--- REQUEST A ---
In the article on New Zealand's Working for Families tax credits, what is the annual cost of the Family Tax Credit?
--- REQUEST B ---
Retype the passage from the article on New Zealand's Working for Families tax credits, starting at "In this strange" and ending at "address child poverty.".

--- PAGE EXCERPT ---
____________

The Labour-National consensus on family support means the election won’t change much for NZ’s poorest households
- Written by Susan St John, Honorary Associate Professor, Economic Policy Centre, Auckland Business School, University of Auckland
Casual observers could be forgiven for thinking the National Party’s recently released Working for Families tax policy had been cut and pasted from the Labour Party’s own policy. The similarities are certainly striking.
Both parties pledge to increase the “in-work tax credit” (IWTC) by NZ$25, to $97.50 a week from April next year. They also promise to raise the Working for Families (WFF) household income abatement threshold (above which payments start reducing at 27%) from $42,700 to $50,000 in 2026.
In this strange pre-election coalescence, there is no longer even a pretence of delivering on Labour’s stalled Working for Families review that promised “fundamental” changes to the system.
The major WFF tax credit remains the Family Tax Credit. It costs $2.3 billion a year, and is worth $137 weekly for the first child, and $111.60 for each extra child. This payment goes to all low-income children, whether or not parents are on welfare benefits, and is the major income tool to address child poverty.
But nearly one fifth of the two main WFF tax credits are made up by the IWTC, costing $500 million annually. Only children in families with some paid work (and not on any benefit) are eligible. Thus around 200,000 of the poorest children are excluded, disproportionately affecting Māori, Pacific and disabled children.
Poverty and paid work
The current IWTC is a flat $72.50 a week for families with one to three children, with an extra $15 added for each additional child. Parents or caregivers (if eligible) receive both child-related tax credits in one weekly payment.
But the IWTC can quickly disappear if their employment status changes due to illness, redundancy or some other cause. Unless they struggle on without a welfare benefit and have “some” paid work, they can keep the IWTC for only two weeks.
The problem lies in the way the IWTC conflates two different things: an incentive to seek and find paid work, and a mechanism for reducing child poverty. By withholding a payment that reduces poverty – when a household loses paid work or is on a benefit – child poverty is perpetuated.
Until now, the IWTC has tended to be an issue within obscure tax debates. But with both major parties effectively proposing the same policy, the political origins of the IWTC and the worrying implications of the current consensus are out in the open.

____________

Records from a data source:
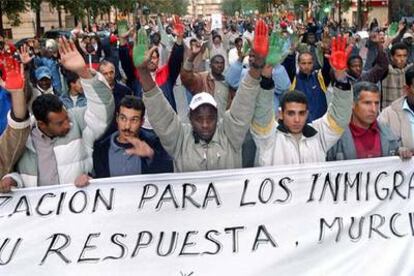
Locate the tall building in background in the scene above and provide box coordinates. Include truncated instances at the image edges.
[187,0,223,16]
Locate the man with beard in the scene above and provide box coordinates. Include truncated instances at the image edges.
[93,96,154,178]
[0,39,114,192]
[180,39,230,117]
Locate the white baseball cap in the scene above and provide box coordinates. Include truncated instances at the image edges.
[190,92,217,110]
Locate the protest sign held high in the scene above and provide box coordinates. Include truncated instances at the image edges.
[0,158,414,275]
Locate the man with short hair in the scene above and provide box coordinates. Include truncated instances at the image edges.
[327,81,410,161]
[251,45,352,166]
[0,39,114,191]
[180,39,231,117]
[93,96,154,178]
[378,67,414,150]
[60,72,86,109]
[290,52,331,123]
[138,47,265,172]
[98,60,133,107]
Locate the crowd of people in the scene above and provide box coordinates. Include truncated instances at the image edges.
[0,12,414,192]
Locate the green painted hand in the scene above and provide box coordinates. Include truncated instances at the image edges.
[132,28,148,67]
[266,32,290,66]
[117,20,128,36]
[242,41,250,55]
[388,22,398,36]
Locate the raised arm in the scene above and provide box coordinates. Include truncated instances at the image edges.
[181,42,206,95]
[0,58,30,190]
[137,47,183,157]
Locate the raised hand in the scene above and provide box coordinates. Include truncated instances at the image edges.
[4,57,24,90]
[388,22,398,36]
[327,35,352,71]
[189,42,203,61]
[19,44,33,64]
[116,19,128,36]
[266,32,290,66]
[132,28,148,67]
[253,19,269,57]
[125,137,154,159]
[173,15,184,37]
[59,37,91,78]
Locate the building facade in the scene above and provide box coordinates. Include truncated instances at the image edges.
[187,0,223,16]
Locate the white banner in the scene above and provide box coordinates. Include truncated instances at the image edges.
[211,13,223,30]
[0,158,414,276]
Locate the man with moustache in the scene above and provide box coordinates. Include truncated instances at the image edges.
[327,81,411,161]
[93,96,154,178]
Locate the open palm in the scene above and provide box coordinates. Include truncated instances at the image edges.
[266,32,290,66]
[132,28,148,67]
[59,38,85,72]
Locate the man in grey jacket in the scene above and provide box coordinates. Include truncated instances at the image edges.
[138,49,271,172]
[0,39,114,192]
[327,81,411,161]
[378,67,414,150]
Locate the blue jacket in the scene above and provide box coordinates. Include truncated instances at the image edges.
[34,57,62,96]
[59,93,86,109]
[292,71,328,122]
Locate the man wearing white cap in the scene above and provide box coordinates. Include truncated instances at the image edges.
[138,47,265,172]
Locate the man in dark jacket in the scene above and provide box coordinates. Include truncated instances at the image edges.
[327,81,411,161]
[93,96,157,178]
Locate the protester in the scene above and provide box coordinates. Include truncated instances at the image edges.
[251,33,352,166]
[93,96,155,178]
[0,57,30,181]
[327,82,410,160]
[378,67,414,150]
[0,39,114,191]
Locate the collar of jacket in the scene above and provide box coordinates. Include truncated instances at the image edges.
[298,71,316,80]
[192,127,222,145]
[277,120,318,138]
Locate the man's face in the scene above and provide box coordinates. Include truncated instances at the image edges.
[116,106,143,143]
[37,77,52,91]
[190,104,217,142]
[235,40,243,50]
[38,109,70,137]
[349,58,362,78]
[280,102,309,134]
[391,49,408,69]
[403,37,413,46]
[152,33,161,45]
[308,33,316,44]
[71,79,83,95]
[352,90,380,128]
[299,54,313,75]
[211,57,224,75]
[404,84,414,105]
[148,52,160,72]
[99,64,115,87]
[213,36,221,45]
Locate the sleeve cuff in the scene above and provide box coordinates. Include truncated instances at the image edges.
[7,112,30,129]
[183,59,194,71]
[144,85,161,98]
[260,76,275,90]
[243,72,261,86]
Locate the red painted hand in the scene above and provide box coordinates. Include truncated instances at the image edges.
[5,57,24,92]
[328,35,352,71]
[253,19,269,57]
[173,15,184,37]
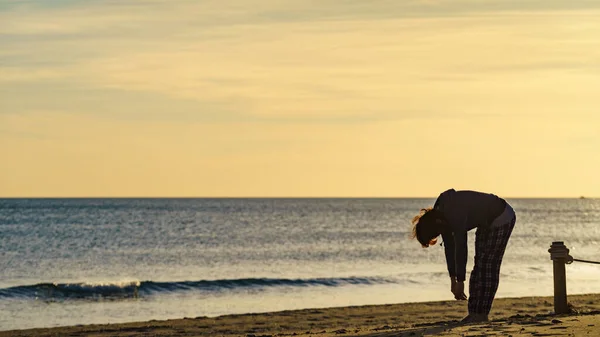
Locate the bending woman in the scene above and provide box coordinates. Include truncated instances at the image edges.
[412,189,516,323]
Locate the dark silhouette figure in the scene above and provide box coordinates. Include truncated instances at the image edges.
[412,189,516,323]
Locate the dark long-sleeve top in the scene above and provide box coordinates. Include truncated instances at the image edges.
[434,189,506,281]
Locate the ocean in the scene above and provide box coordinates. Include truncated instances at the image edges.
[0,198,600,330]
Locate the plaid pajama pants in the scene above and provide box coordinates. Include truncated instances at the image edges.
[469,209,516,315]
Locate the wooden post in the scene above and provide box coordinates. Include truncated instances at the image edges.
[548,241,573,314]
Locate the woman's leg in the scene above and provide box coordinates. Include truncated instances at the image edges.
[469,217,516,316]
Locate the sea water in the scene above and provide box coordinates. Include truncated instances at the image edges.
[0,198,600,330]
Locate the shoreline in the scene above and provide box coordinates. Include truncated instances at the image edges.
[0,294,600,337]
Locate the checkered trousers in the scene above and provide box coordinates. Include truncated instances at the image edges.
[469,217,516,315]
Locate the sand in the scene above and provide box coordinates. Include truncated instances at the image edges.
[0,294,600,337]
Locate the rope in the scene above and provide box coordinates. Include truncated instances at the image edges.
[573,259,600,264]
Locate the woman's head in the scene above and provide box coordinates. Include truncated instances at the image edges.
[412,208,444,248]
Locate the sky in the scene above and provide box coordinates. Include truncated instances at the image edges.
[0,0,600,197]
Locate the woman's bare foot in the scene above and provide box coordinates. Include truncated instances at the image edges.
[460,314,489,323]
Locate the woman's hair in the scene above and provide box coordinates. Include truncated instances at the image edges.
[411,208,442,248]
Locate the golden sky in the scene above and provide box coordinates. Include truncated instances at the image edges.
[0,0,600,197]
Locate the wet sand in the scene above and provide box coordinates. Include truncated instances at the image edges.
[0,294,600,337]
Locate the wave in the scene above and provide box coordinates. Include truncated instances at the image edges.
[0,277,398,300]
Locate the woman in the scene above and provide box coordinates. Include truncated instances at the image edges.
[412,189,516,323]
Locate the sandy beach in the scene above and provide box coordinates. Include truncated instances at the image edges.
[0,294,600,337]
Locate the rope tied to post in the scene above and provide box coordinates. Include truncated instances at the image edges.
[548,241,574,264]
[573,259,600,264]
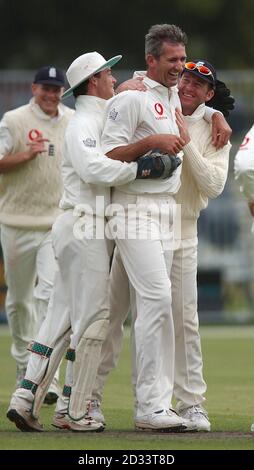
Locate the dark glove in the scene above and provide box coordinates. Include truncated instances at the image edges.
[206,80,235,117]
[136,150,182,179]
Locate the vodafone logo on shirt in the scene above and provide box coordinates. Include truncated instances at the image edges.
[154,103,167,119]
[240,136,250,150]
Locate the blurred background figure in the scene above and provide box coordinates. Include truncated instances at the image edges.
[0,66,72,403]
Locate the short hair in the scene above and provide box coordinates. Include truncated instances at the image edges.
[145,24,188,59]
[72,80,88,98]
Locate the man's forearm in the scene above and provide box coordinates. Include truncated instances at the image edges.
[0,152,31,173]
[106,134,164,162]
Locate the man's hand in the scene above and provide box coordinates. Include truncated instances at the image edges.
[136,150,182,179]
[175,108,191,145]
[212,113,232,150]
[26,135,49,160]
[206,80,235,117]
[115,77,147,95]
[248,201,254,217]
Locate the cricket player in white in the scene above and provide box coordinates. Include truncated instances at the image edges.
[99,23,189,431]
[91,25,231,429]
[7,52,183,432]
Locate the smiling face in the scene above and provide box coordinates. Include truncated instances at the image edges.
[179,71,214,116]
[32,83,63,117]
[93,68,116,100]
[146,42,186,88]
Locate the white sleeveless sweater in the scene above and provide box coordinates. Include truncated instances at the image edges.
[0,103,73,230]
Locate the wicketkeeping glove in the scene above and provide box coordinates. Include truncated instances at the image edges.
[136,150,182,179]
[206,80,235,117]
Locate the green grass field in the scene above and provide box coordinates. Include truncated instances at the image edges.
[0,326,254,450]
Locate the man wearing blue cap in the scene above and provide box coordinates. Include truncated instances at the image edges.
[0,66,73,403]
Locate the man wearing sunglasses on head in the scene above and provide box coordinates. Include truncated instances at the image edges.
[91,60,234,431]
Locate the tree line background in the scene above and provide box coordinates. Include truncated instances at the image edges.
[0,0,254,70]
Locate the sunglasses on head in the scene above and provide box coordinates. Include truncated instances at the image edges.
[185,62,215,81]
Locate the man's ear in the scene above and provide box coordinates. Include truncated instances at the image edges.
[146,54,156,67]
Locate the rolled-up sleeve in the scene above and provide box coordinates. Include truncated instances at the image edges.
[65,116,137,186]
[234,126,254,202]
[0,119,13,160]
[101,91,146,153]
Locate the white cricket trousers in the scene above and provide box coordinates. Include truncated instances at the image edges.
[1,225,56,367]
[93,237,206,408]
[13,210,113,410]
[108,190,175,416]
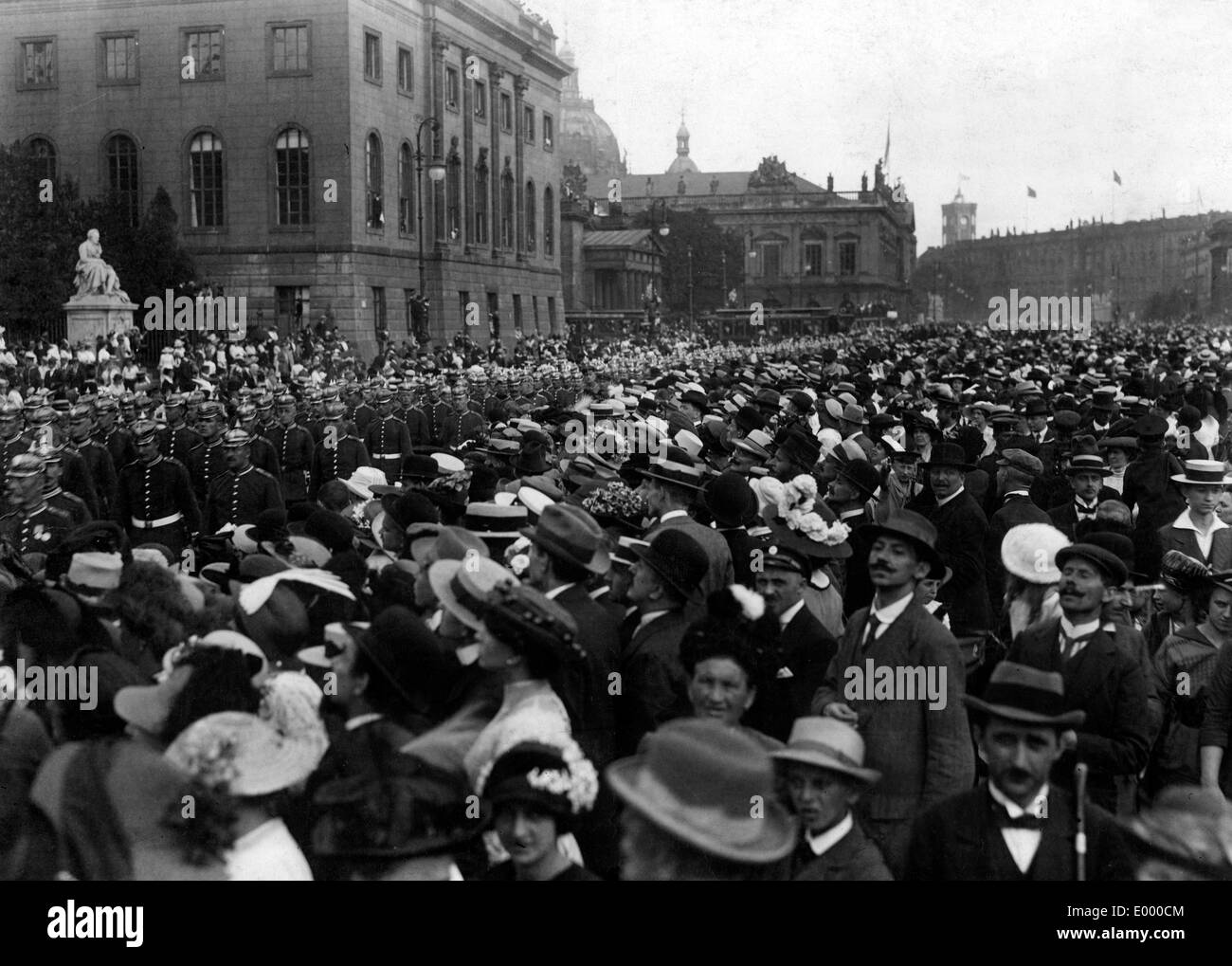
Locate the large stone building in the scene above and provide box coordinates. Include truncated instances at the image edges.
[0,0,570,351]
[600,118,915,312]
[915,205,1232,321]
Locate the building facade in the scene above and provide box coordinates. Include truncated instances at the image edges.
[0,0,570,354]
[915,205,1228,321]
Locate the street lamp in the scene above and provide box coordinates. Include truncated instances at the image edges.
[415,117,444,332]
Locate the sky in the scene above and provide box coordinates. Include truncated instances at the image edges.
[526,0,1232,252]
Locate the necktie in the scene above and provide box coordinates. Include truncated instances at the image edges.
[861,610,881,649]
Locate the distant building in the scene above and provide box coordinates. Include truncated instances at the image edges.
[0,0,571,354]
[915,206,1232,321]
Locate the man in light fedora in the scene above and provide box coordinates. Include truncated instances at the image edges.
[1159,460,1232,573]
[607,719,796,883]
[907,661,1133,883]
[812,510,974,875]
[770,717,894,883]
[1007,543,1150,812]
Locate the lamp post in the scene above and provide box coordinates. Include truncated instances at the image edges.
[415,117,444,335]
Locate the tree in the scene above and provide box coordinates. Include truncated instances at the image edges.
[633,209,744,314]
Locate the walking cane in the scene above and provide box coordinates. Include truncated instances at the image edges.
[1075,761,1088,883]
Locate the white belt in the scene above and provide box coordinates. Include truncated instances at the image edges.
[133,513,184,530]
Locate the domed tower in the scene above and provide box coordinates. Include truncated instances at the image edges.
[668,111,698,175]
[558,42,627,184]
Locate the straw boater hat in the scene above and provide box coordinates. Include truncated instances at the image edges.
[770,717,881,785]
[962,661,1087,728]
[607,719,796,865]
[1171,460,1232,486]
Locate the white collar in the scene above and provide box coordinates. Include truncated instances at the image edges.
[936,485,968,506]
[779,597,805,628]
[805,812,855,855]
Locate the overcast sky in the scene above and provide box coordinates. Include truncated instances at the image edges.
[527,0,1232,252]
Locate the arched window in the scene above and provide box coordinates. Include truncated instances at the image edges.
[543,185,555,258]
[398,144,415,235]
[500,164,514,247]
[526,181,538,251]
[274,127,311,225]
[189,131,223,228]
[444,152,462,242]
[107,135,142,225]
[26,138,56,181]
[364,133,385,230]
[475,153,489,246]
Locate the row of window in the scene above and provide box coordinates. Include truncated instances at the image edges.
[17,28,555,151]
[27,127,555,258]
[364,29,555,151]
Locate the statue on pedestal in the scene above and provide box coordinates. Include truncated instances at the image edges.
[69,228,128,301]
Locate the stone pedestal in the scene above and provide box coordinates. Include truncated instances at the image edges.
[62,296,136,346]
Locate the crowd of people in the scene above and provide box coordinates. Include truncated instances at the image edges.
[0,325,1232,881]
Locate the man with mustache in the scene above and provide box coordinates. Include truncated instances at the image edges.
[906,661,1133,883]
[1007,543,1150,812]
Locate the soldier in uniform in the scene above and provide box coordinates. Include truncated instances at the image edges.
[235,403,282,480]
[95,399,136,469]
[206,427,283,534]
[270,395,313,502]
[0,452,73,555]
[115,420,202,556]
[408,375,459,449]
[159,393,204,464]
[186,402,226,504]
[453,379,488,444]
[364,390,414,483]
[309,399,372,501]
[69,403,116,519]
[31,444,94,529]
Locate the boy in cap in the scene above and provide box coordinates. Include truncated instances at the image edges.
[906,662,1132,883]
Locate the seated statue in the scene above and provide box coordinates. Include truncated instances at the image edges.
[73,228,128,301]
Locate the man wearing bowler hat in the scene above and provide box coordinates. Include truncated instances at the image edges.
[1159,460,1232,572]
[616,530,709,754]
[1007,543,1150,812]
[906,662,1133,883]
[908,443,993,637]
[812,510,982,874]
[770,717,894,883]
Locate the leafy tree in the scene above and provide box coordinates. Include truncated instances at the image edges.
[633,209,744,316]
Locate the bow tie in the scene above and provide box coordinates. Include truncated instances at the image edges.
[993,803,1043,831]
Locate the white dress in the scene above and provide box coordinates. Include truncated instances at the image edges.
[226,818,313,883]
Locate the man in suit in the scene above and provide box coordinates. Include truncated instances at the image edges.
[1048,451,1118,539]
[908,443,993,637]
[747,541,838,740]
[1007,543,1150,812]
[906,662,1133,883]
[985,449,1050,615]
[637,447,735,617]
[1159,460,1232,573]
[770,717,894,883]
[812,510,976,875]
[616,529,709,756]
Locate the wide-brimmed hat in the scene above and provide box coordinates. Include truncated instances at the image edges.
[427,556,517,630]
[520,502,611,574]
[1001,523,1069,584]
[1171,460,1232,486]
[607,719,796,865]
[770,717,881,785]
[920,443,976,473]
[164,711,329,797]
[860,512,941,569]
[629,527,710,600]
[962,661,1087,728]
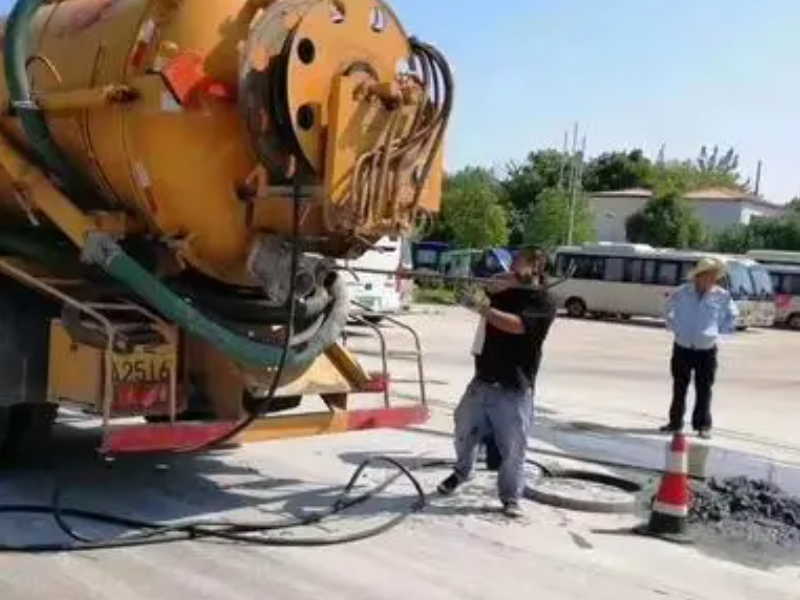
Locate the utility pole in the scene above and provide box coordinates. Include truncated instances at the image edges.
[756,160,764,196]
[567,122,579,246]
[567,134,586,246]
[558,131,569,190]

____________

--- WRITTEN RESPONSE A ---
$2.3 billion a year.

--- WRITTEN RESPONSE B ---
In this strange pre-election coalescence, there is no longer even a pretence of delivering on Labour’s stalled Working for Families review that promised “fundamental” changes to the system.
The major WFF tax credit remains the Family Tax Credit. It costs $2.3 billion a year, and is worth $137 weekly for the first child, and $111.60 for each extra child. This payment goes to all low-income children, whether or not parents are on welfare benefits, and is the major income tool to address child poverty.